═════ GIVEN PASSAGE ═════

May 2, 2009

"Hey babe, take a walk on the wild side." I always knew it would be a good day in school, if I had that song stuck in my head. Somehow, that song helped me float through. I think it was the bass line. That, and the promise of an adult life. I got through school on the promise that it would eventually end. And that's it. I knew it would eventually end. So, I got through. And why not? That's basically how I survived my childhood as well. Hey babe, your adult life is headed toward you, and if your childhood is any indication, it may be a walk on the wild side.

I have landed in my adult life with an acute awareness that I Am In Here! (like Dane Cook in the lion's pen.) My childhood was full of loss and absentia. And I'm not bitter. I'm grateful. I am in here and I know it and I never forget it. And with two lovely children.

Do you remember waiting to get out of school? Day by day. Year by relentless year. If we are being honest, hour by hour, we waited to get out. And all over the country, right now, millions of kids are doing nothing but waiting to get out.

═════ SUPPLIED MATERIAL ═════

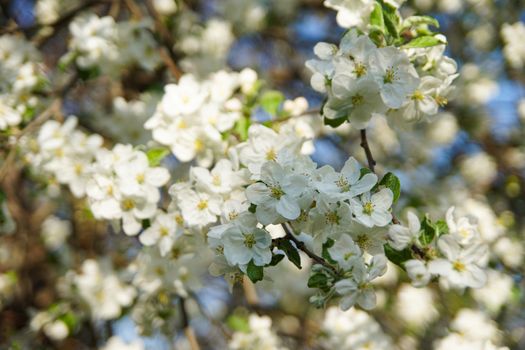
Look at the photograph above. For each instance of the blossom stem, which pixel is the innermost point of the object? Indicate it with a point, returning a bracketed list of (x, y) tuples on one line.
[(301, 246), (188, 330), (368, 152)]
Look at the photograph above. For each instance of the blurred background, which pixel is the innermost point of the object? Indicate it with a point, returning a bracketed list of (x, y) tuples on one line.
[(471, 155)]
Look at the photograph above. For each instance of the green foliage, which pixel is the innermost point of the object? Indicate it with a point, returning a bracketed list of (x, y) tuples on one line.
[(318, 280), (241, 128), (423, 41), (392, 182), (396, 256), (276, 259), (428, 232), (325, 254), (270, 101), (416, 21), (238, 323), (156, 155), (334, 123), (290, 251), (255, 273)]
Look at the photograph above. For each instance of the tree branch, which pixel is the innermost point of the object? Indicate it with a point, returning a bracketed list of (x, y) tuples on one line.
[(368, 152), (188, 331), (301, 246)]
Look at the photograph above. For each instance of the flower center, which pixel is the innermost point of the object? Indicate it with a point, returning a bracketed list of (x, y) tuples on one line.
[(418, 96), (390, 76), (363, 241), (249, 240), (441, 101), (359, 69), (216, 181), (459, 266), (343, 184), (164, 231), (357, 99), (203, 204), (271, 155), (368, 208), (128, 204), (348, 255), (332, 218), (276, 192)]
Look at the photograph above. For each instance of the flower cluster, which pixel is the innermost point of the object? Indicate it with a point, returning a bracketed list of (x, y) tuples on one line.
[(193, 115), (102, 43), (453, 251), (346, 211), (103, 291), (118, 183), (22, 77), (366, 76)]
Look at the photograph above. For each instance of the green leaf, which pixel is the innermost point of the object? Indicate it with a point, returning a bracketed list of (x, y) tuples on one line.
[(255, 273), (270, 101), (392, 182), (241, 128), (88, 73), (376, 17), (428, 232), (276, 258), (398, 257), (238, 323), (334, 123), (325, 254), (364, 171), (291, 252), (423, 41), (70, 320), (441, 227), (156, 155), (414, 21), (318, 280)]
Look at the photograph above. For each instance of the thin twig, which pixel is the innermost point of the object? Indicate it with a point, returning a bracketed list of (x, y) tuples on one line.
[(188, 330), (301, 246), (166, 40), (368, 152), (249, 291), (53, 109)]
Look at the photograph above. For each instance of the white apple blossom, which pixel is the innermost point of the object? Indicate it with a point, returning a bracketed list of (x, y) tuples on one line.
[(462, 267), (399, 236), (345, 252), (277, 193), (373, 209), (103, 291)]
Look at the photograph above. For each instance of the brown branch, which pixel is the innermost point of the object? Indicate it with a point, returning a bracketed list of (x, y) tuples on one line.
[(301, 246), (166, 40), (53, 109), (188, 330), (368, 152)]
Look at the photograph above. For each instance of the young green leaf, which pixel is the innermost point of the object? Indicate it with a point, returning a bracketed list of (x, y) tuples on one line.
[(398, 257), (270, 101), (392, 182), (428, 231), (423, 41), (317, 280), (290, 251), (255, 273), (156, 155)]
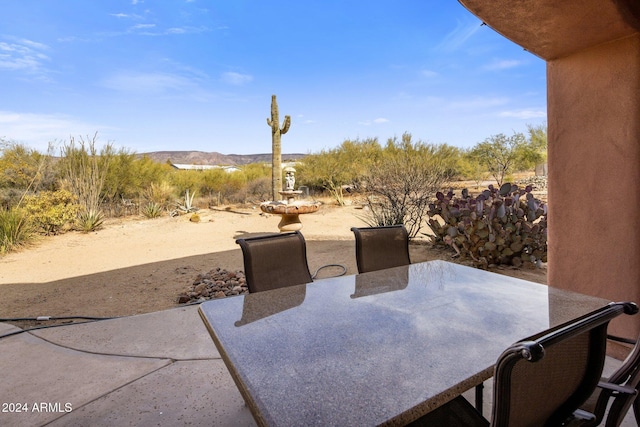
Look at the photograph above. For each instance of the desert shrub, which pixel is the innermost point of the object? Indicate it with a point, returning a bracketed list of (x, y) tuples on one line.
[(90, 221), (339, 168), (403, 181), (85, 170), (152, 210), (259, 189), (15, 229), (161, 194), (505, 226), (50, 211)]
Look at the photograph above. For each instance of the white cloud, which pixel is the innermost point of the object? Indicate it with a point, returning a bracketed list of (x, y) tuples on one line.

═════
═════ SUPPLIED MATERIAL ═════

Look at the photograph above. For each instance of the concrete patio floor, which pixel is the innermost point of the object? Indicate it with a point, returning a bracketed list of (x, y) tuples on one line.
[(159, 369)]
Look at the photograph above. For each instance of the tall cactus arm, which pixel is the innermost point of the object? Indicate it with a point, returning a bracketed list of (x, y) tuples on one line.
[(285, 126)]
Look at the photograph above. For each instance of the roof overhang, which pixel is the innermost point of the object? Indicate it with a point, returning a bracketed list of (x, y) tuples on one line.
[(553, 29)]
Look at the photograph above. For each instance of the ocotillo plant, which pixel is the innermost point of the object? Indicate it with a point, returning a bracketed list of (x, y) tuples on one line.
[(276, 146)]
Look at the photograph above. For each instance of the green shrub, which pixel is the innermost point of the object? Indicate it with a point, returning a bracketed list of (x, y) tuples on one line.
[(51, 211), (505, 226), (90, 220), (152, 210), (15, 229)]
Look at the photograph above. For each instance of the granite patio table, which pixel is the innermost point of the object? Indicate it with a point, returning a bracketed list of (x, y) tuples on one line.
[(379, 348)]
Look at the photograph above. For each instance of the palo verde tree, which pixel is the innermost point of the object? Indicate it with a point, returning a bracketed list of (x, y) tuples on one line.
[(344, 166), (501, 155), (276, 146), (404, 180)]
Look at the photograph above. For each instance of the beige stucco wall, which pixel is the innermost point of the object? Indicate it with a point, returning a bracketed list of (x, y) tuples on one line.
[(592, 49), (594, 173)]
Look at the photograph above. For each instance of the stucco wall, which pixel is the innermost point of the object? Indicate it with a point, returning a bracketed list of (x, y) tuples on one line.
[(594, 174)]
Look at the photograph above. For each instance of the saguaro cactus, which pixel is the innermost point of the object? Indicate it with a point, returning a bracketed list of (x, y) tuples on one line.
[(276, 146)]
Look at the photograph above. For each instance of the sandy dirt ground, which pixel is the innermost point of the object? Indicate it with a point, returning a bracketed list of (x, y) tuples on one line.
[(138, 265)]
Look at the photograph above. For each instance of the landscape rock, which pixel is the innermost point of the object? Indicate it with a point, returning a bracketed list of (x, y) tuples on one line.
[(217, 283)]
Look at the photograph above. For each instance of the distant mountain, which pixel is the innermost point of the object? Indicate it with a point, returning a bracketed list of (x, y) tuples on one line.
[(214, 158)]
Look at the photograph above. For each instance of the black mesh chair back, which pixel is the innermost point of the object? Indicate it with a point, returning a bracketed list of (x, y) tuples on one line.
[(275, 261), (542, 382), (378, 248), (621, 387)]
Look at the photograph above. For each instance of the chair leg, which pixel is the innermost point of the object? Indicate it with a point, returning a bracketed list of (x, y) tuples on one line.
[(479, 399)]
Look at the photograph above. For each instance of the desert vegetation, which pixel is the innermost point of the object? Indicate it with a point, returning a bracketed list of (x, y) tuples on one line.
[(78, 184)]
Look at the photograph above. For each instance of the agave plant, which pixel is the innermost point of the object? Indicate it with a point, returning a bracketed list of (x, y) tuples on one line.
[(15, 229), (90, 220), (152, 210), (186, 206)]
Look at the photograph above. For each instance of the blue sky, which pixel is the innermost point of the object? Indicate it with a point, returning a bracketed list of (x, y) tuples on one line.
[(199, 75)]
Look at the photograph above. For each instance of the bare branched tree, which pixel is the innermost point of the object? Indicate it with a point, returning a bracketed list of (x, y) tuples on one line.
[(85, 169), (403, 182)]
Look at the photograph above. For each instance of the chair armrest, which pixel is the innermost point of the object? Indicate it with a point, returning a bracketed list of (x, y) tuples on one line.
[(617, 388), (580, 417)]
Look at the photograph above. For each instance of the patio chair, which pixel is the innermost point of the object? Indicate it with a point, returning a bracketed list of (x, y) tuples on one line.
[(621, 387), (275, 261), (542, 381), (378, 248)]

═════

> **AIM 1**: Return the part of the essay about getting through school that starts at "May 2, 2009" and ends at "two lovely children.", word for word.
> **AIM 2**: Carry the essay about getting through school forward from its final sentence.

> **EXERCISE OUTPUT 1**:
May 2, 2009

"Hey babe, take a walk on the wild side." I always knew it would be a good day in school, if I had that song stuck in my head. Somehow, that song helped me float through. I think it was the bass line. That, and the promise of an adult life. I got through school on the promise that it would eventually end. And that's it. I knew it would eventually end. So, I got through. And why not? That's basically how I survived my childhood as well. Hey babe, your adult life is headed toward you, and if your childhood is any indication, it may be a walk on the wild side.

I have landed in my adult life with an acute awareness that I Am In Here! (like Dane Cook in the lion's pen.) My childhood was full of loss and absentia. And I'm not bitter. I'm grateful. I am in here and I know it and I never forget it. And with two lovely children.

> **EXERCISE OUTPUT 2**:
Ry walked up today and offered to read to me. She could see I needed a break from the project on which I was working. In a moment, lovely for the layered way it reflected her parenting back to me she said, "Would it help if I read to you?" Yes, yes it would help.

While I was listening to a story about Jack and Annie it occurred to me. Imagine waiting to get out of your life. Unschooled kids skip that, completely. How would that feel? Not waiting? Not knowing a bell. Can you imagine going 18 years without a bell? Take that one in. There is no bell here. We school as often as we learn. And we learn all the time. And that is our life. No bells, no where to leave, no stop time, unaware of demerits.

I am in here with two kids. And now I get through on other songs. Tonight, "For myself, I ask no one else to be Mother to these three." In a flip to a wilder life than I could ever have imagined, for its focus on what is true, real, and loving, I never wait until my kids go away again. Imagine not waiting till your kids go back to school. You are in here.

8 comments:

rae said...

Gorgeous post, K.

Anonymous said...

No I can not imagine. It was my whole life, I accepted it, and I fell into homeschooling but now? No I can NOT fathom bells and NO I can not fathom waiting for my child to go back to school. I don't know what that looks like any more. And when parents speak of it, I find it hard to wrap my mind around,anymore. Lovely post.

Cecelia (CC) said...

Mmm, I am song-hexed in the best way.


College is now in question... he he he. Hurrah! This is true progress.

Candy Cook said...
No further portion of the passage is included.